## Extracted data

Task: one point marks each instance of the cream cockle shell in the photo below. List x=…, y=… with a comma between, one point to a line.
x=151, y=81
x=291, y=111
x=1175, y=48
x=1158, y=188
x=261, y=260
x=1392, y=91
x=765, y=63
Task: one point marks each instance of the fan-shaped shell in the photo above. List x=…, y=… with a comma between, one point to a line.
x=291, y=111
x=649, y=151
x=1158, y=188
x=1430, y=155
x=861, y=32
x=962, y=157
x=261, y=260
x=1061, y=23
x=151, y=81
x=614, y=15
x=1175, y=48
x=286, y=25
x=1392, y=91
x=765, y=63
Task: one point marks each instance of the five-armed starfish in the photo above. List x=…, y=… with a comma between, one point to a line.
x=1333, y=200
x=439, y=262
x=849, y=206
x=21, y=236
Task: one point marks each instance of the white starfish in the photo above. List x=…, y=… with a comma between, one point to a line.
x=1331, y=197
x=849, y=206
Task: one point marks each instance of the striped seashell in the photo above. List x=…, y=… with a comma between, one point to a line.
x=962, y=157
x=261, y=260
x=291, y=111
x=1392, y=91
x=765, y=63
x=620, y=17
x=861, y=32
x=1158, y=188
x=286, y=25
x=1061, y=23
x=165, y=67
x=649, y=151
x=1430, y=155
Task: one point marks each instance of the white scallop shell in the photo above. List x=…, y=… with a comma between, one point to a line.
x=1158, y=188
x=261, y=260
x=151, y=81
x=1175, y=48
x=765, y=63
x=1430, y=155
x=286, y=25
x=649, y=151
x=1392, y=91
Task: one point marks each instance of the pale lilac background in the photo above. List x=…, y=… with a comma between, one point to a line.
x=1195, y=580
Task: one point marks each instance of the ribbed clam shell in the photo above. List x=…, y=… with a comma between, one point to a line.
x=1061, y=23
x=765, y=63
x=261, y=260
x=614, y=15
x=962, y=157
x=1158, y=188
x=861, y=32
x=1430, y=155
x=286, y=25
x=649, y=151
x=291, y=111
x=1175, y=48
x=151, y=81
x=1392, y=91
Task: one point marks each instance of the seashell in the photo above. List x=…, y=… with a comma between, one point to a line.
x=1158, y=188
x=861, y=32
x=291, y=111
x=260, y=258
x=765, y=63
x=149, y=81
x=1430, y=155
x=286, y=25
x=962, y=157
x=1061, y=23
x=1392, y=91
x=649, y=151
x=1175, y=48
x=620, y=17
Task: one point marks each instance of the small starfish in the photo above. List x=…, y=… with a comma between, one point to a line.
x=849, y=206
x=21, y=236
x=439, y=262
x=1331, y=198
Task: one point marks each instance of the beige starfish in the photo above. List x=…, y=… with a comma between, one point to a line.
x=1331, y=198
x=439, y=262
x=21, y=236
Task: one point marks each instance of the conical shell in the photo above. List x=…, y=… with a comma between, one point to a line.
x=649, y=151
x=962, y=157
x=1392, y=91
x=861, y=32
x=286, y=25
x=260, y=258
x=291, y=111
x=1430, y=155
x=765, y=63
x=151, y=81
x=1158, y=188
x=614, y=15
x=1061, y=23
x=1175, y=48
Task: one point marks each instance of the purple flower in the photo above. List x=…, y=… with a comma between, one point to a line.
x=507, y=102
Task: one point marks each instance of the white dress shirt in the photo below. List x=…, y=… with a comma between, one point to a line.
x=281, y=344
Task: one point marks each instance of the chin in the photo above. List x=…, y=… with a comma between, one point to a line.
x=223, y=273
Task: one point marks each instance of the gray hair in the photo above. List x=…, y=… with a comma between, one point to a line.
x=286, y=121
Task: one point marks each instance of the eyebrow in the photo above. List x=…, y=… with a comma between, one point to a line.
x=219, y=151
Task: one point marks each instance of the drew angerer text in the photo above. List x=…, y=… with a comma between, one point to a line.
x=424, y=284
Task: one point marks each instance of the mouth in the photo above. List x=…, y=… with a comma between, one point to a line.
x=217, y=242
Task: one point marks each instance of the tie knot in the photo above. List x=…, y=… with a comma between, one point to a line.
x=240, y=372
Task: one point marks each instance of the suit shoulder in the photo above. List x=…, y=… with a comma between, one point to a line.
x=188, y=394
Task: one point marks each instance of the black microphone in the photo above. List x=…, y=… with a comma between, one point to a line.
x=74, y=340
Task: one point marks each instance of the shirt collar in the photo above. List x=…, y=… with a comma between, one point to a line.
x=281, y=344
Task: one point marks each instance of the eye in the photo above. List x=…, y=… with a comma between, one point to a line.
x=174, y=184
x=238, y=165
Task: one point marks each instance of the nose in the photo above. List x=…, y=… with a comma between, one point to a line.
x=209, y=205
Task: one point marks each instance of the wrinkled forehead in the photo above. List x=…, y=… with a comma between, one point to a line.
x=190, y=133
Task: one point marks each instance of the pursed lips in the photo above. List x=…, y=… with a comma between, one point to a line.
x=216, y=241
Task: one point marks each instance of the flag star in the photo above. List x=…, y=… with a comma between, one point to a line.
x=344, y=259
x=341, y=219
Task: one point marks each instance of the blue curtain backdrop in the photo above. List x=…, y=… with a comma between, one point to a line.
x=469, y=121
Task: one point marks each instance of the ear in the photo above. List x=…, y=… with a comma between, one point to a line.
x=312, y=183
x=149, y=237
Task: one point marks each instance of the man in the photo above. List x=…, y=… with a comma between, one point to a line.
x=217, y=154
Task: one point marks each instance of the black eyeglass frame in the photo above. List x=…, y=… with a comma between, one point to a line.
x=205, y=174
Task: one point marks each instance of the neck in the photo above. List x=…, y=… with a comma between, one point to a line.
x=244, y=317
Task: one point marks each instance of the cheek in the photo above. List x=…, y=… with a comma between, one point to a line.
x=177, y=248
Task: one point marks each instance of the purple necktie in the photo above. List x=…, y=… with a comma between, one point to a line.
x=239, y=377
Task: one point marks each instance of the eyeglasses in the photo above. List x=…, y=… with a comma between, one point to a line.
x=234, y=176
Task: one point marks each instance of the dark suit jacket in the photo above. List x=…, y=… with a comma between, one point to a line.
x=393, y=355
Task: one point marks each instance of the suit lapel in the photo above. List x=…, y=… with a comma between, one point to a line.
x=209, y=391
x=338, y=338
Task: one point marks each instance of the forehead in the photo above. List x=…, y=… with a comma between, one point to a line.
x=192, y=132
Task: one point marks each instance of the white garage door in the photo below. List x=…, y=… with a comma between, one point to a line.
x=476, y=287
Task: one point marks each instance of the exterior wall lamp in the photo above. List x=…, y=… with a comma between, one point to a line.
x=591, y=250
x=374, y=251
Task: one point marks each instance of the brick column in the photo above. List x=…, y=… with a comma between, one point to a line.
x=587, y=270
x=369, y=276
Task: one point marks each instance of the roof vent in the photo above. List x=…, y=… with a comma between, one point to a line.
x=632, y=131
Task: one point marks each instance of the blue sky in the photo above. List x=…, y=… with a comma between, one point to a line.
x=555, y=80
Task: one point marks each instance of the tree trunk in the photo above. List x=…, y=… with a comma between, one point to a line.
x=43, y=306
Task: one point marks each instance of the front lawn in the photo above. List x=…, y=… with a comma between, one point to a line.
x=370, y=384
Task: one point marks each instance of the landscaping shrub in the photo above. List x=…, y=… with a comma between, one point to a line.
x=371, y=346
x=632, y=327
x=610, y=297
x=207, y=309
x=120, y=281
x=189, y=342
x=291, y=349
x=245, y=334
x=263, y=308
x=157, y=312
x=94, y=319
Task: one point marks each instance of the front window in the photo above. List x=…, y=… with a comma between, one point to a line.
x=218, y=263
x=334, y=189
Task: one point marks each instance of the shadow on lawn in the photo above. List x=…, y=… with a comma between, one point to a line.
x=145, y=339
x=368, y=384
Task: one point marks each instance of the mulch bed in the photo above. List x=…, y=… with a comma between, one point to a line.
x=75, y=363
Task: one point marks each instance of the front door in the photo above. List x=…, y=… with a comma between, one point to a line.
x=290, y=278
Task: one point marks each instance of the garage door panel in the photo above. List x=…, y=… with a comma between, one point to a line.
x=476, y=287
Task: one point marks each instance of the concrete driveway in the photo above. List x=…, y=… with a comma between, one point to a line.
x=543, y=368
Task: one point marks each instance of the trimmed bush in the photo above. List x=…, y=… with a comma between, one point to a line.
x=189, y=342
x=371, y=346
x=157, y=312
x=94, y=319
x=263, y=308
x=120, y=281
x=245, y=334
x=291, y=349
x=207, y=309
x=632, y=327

## What is asked
Return the entries above word for word, starting at the line that contains "Task: one point marks each instance of the blue curtain" and ending at the line that contains "x=217, y=154", with both of those lines included.

## Full answer
Task: one point marks each instance of the blue curtain backdrop in the photo above. List x=…, y=… with a comma between, one point to a line.
x=469, y=121
Task: one point marks each instance of the ear in the photo above. List x=…, y=… with a comma between, one point to a line.
x=312, y=183
x=149, y=237
Task: one point marks each instance of the man in the photo above. List x=…, y=… with a comma between, one point to a line.
x=217, y=154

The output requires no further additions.